Give every line of the material back exactly, images removed.

....

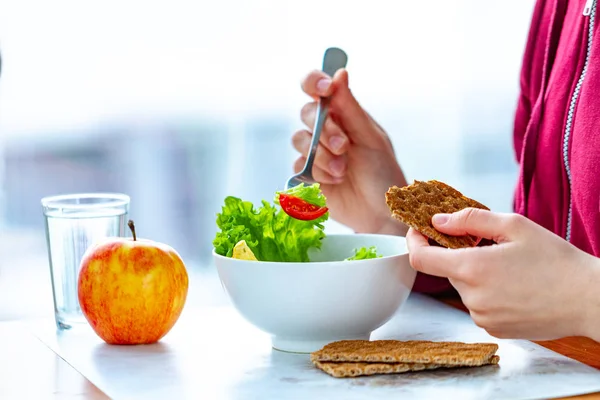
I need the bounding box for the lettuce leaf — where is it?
[213,183,327,262]
[345,246,382,260]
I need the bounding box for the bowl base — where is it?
[271,333,371,354]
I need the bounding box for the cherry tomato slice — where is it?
[279,193,328,221]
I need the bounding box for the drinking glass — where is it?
[41,193,130,330]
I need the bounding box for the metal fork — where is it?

....

● **ANSWER BELOW**:
I need the bounding box for the lettuce leaf — where is it?
[213,183,327,262]
[345,246,382,260]
I need the bounding box for the bowl base — where is it?
[271,333,371,354]
I need the bounding box for the cherry tomato slice — where is it?
[279,193,328,221]
I need the bounding box for the drinking glass — where is it?
[41,193,130,330]
I need the bounding box for the metal fork — where is it?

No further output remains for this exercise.